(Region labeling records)
::::
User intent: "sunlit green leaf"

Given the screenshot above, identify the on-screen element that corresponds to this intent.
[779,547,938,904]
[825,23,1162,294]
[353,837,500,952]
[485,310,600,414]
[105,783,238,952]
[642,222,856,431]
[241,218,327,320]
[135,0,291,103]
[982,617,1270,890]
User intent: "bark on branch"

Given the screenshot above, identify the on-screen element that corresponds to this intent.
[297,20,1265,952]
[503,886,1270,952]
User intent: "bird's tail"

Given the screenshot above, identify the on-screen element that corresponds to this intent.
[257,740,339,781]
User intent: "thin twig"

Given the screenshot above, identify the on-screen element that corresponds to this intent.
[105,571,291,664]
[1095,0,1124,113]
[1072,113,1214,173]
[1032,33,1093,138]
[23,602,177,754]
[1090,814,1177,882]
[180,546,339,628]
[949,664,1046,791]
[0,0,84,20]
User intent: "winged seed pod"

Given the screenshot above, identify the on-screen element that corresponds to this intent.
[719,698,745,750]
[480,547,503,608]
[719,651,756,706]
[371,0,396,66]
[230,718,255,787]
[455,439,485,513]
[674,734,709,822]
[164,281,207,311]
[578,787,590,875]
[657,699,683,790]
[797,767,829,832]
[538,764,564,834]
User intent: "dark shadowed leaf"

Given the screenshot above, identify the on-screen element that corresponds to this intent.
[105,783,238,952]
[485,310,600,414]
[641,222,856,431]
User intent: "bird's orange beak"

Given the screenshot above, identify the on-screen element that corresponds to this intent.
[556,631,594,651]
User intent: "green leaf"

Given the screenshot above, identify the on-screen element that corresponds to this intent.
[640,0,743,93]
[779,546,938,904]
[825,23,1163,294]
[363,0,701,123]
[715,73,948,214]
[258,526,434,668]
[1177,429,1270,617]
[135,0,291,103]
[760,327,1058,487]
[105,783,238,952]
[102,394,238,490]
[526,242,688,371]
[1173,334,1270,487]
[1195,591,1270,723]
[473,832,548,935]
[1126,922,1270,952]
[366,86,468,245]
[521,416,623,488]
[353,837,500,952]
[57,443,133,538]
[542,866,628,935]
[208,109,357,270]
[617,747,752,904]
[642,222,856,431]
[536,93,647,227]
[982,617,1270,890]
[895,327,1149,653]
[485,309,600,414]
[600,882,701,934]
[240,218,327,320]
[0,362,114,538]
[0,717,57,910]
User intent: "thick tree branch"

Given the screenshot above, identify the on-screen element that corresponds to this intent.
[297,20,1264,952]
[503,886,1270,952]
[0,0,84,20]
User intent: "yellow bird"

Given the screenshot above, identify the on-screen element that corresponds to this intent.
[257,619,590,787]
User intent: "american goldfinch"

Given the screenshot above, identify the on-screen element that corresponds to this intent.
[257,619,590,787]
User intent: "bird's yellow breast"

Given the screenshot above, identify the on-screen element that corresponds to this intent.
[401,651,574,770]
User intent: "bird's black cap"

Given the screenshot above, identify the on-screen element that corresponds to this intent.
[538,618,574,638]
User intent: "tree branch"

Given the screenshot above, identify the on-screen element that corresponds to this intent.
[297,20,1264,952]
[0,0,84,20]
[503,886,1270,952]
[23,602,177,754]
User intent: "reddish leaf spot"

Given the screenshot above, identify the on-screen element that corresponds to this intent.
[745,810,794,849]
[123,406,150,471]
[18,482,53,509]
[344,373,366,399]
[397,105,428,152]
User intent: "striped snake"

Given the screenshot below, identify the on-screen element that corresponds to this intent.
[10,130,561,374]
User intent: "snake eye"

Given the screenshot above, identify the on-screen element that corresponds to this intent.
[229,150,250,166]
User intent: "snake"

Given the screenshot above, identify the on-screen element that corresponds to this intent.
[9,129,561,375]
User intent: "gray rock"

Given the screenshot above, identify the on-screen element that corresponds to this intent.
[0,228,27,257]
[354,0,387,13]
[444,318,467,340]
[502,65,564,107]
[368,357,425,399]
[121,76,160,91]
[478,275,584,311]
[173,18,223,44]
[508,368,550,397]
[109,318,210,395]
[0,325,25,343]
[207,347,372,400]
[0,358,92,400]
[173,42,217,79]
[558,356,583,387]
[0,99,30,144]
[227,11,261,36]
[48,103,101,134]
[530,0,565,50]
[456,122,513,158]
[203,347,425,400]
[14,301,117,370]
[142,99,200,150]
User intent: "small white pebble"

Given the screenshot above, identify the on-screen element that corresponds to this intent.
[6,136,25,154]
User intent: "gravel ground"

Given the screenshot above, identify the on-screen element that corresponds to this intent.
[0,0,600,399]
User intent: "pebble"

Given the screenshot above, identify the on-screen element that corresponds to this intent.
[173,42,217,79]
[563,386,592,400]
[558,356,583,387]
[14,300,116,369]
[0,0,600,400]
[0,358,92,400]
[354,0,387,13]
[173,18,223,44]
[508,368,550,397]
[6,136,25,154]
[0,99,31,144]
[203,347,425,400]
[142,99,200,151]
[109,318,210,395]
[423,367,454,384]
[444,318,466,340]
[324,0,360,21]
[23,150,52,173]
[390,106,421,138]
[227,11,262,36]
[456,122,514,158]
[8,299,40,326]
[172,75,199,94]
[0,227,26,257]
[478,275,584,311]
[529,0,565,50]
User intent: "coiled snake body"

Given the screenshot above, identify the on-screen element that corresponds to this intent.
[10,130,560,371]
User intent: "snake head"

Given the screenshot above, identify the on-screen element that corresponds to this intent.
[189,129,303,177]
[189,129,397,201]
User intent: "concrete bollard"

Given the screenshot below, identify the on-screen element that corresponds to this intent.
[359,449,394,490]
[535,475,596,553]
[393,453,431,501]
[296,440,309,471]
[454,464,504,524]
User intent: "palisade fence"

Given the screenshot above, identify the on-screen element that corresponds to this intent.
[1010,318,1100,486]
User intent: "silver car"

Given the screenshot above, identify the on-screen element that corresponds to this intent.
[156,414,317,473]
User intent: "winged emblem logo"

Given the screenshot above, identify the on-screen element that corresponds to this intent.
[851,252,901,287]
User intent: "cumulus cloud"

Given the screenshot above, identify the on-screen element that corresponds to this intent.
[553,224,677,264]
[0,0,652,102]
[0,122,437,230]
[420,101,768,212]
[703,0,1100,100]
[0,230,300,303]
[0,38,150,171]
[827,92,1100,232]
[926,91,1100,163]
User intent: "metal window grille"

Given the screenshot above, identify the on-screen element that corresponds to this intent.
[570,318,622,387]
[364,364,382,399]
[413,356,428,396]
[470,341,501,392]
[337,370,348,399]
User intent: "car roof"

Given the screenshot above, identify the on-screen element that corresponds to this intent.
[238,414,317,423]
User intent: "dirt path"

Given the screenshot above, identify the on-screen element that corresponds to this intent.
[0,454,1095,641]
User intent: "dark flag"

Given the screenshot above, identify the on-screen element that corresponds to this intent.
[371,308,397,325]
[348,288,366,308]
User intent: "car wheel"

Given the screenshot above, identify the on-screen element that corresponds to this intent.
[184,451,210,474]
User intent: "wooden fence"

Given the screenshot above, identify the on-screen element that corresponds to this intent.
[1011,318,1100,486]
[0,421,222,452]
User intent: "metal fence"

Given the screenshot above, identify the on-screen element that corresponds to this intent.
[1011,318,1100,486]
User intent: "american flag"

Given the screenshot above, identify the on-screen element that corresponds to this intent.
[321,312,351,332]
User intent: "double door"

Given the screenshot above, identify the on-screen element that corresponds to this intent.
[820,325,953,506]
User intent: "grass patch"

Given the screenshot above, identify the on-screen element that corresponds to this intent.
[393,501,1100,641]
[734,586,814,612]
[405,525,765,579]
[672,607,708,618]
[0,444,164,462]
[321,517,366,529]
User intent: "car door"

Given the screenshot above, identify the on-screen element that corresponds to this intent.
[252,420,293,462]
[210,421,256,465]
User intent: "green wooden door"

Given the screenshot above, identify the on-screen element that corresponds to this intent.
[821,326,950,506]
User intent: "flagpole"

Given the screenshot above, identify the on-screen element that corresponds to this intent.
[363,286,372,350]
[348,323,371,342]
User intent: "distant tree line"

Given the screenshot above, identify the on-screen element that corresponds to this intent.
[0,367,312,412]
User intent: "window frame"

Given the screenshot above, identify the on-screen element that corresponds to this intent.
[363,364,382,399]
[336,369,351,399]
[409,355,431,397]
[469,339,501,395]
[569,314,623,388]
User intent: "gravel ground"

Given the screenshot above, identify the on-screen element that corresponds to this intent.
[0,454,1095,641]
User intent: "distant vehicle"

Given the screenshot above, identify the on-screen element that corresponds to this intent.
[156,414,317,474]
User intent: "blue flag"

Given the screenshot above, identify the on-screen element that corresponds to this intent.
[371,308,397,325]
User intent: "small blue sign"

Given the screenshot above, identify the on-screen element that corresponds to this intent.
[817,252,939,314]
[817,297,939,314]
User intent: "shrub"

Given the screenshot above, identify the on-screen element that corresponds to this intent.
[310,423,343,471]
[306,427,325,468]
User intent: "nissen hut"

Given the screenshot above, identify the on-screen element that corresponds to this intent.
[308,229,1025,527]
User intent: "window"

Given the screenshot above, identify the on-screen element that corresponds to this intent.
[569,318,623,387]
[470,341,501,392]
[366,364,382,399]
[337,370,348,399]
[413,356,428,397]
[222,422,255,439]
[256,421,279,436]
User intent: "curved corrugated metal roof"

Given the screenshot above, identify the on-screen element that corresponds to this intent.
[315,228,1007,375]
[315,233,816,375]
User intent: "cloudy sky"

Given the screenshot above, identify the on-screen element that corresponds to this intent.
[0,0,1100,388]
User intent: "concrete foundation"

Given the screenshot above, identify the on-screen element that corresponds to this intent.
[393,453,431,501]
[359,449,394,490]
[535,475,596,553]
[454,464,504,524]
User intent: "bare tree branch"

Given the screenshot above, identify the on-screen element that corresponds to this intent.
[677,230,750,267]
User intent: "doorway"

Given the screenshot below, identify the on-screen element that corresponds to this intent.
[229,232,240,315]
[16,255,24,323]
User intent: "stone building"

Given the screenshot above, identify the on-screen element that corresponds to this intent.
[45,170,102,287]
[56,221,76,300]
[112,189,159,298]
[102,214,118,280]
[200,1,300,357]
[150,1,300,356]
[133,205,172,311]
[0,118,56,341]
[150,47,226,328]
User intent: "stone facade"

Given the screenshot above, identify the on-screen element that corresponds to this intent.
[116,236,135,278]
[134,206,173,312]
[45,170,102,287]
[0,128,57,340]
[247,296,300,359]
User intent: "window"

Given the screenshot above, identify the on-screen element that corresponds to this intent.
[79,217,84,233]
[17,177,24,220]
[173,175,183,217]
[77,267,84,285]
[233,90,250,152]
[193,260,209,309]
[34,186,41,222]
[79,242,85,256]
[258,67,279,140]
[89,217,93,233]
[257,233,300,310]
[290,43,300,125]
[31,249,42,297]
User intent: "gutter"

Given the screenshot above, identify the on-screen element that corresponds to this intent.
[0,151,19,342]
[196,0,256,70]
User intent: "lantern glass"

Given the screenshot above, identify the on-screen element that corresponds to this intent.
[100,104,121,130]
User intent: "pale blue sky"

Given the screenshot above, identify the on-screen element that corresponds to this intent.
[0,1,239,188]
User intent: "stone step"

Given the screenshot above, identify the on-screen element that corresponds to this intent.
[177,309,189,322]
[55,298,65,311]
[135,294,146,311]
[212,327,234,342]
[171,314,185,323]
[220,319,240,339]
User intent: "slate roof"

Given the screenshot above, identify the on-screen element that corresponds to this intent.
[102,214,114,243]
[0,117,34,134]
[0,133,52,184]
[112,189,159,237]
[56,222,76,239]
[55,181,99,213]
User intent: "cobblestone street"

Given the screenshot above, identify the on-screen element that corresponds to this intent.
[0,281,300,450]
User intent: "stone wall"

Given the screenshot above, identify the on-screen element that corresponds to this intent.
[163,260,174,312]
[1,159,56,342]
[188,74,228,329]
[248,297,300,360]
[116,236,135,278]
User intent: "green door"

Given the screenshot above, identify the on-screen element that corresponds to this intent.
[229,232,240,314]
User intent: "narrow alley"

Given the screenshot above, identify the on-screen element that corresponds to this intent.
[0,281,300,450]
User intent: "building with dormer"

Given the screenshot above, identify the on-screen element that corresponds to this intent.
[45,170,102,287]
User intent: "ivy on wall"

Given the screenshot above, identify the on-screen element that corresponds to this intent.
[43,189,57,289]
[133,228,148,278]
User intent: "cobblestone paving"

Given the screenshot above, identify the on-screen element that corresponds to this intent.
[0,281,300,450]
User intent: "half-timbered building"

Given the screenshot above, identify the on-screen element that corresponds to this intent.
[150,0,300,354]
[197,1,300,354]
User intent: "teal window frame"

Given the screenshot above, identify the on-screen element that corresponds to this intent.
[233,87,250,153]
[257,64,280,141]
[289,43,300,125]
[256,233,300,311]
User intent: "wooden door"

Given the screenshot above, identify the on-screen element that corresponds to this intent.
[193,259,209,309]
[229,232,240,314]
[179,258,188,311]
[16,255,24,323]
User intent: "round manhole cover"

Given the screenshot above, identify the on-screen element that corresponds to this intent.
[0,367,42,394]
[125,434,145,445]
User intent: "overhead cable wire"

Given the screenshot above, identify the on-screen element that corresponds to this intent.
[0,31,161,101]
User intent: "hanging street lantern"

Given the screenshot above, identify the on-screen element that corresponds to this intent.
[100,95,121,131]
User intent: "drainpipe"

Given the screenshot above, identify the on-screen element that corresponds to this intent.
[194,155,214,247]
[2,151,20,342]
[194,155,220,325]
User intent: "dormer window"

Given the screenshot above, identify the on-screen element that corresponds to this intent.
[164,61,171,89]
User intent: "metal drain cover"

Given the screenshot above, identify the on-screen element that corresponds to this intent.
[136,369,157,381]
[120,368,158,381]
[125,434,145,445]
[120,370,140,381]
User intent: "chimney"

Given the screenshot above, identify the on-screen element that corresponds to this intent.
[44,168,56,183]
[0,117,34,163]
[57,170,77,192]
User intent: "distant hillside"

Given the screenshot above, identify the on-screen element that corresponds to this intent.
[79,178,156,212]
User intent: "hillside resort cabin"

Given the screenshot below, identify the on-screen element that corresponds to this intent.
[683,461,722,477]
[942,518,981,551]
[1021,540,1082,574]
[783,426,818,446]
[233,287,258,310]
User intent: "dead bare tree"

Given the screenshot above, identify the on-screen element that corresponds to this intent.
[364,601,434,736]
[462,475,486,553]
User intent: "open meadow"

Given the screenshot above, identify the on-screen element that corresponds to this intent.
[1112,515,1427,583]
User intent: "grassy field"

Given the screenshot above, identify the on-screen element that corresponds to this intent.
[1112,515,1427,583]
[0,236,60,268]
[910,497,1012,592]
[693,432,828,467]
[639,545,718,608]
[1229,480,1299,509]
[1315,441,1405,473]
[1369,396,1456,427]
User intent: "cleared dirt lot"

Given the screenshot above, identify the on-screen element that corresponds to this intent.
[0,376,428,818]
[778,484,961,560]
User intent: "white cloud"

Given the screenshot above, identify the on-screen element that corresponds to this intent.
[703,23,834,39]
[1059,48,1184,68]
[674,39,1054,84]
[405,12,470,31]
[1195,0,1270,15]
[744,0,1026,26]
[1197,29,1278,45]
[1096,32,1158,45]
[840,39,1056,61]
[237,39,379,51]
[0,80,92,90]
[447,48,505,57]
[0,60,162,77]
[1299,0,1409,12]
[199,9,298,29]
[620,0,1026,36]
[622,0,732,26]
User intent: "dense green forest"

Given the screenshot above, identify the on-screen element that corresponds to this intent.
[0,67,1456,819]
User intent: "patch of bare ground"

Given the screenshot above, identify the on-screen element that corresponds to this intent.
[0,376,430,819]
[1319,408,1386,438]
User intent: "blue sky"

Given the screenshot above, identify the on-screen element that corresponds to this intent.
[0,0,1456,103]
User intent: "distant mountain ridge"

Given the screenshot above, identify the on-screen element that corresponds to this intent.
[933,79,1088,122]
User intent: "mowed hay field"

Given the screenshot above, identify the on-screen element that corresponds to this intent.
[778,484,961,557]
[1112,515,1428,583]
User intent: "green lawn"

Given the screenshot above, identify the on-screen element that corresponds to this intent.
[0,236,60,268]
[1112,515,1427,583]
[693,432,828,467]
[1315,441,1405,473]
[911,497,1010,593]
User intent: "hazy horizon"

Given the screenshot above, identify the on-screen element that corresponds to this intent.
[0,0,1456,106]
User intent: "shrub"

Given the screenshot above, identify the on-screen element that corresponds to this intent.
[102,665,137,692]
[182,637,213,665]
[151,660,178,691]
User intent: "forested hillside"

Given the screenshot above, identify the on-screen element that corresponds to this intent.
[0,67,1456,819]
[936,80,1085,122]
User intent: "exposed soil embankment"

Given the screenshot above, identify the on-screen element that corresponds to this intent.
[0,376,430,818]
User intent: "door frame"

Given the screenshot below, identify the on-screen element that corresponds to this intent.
::::
- [Stated task] Collect every line of the material containing the string "field", treating uppercase and lowercase as different.

- [Reply to the task]
User intent: "grassy field"
User intent: "mowed hay field"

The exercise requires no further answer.